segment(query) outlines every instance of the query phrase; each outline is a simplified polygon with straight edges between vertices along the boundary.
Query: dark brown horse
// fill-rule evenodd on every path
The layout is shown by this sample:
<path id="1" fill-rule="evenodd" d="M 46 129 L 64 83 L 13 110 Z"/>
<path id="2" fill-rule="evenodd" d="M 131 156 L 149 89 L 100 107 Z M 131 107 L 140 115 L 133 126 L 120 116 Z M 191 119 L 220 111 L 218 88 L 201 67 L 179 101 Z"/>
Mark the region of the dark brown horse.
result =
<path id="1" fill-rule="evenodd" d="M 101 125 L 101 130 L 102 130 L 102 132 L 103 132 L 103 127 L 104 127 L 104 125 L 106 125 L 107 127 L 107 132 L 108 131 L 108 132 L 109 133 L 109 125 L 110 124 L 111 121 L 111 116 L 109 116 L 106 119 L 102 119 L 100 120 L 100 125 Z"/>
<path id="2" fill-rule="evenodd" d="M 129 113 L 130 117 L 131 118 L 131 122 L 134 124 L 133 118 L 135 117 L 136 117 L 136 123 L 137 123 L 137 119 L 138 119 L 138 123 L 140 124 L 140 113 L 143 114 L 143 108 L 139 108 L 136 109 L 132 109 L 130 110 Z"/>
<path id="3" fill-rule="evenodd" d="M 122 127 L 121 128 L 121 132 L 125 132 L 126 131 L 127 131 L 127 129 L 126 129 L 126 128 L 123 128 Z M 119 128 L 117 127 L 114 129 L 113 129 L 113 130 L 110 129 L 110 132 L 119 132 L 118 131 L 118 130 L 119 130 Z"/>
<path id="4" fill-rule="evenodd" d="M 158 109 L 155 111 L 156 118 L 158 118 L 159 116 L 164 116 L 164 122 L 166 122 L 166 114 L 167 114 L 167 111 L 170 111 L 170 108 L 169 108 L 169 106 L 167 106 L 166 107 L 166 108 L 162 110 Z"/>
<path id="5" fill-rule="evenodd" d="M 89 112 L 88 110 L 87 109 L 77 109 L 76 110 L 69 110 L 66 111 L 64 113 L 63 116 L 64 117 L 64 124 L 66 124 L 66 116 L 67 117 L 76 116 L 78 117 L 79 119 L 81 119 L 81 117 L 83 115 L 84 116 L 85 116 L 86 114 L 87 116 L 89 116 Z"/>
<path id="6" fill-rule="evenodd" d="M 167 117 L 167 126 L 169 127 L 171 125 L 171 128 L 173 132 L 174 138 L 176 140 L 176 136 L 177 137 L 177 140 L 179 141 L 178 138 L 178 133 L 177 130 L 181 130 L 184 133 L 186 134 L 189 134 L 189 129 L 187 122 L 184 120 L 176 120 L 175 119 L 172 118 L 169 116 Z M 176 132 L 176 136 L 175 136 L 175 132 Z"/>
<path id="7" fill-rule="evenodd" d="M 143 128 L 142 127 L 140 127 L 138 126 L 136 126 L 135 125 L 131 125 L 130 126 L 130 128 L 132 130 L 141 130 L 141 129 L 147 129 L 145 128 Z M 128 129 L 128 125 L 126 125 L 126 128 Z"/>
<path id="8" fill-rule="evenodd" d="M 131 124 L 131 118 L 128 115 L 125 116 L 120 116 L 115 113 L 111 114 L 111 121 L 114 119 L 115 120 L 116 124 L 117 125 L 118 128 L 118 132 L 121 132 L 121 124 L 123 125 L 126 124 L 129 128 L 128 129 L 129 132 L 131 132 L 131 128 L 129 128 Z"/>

# Given instruction
Please repeat the listing above in full and exactly.

# Full solution
segment(query) outlines every instance of the query phrase; each outline is a simplified polygon with straight edges between vertices along the boundary.
Query: dark brown horse
// fill-rule evenodd on every path
The layout is shown by this sample:
<path id="1" fill-rule="evenodd" d="M 46 129 L 64 83 L 13 110 Z"/>
<path id="2" fill-rule="evenodd" d="M 131 156 L 149 89 L 100 107 Z M 131 107 L 140 115 L 133 126 L 120 116 Z M 191 119 L 220 111 L 218 88 L 201 67 L 179 101 Z"/>
Mark the region of the dark brown horse.
result =
<path id="1" fill-rule="evenodd" d="M 101 125 L 101 130 L 102 130 L 102 132 L 103 132 L 103 127 L 104 127 L 104 125 L 106 125 L 107 127 L 107 132 L 108 131 L 108 132 L 109 133 L 109 125 L 110 124 L 111 121 L 111 116 L 109 116 L 106 119 L 102 119 L 100 120 L 100 125 Z"/>
<path id="2" fill-rule="evenodd" d="M 129 113 L 130 117 L 131 118 L 131 122 L 134 124 L 133 118 L 135 117 L 136 117 L 136 123 L 137 123 L 137 119 L 138 119 L 138 123 L 140 124 L 140 113 L 143 114 L 143 108 L 139 108 L 136 109 L 132 109 L 130 110 Z"/>
<path id="3" fill-rule="evenodd" d="M 122 127 L 121 128 L 121 132 L 125 132 L 126 131 L 127 131 L 127 129 L 126 129 L 126 128 L 123 128 Z M 119 128 L 117 127 L 114 129 L 113 129 L 113 130 L 110 129 L 110 132 L 119 132 L 118 131 L 118 130 L 119 130 Z"/>
<path id="4" fill-rule="evenodd" d="M 158 109 L 155 111 L 156 118 L 158 118 L 159 116 L 164 116 L 164 122 L 166 122 L 166 114 L 167 114 L 167 111 L 170 111 L 170 108 L 169 108 L 169 106 L 167 106 L 166 107 L 166 108 L 162 110 Z"/>
<path id="5" fill-rule="evenodd" d="M 89 112 L 88 110 L 87 109 L 77 109 L 76 110 L 69 110 L 66 111 L 64 113 L 63 116 L 64 117 L 64 124 L 66 124 L 66 116 L 67 117 L 76 116 L 78 117 L 79 119 L 81 119 L 81 117 L 83 115 L 84 116 L 85 116 L 86 114 L 87 116 L 89 116 Z"/>
<path id="6" fill-rule="evenodd" d="M 167 117 L 167 126 L 169 127 L 171 125 L 171 128 L 173 132 L 174 138 L 176 140 L 176 136 L 177 137 L 177 140 L 179 141 L 178 138 L 178 133 L 177 130 L 181 130 L 184 133 L 186 134 L 189 134 L 189 129 L 187 122 L 184 120 L 176 120 L 175 119 L 172 118 L 169 116 Z M 176 132 L 176 136 L 175 136 L 175 132 Z"/>
<path id="7" fill-rule="evenodd" d="M 143 128 L 142 127 L 140 127 L 138 126 L 136 126 L 135 125 L 131 125 L 130 126 L 130 128 L 132 130 L 141 130 L 141 129 L 147 129 L 145 128 Z M 128 129 L 128 125 L 126 125 L 126 128 Z"/>
<path id="8" fill-rule="evenodd" d="M 131 124 L 131 118 L 128 115 L 125 116 L 120 116 L 115 113 L 111 114 L 111 121 L 114 119 L 115 120 L 116 124 L 117 125 L 118 128 L 118 132 L 121 132 L 121 124 L 123 125 L 126 124 L 129 128 L 128 129 L 129 132 L 131 132 L 131 128 L 129 128 Z"/>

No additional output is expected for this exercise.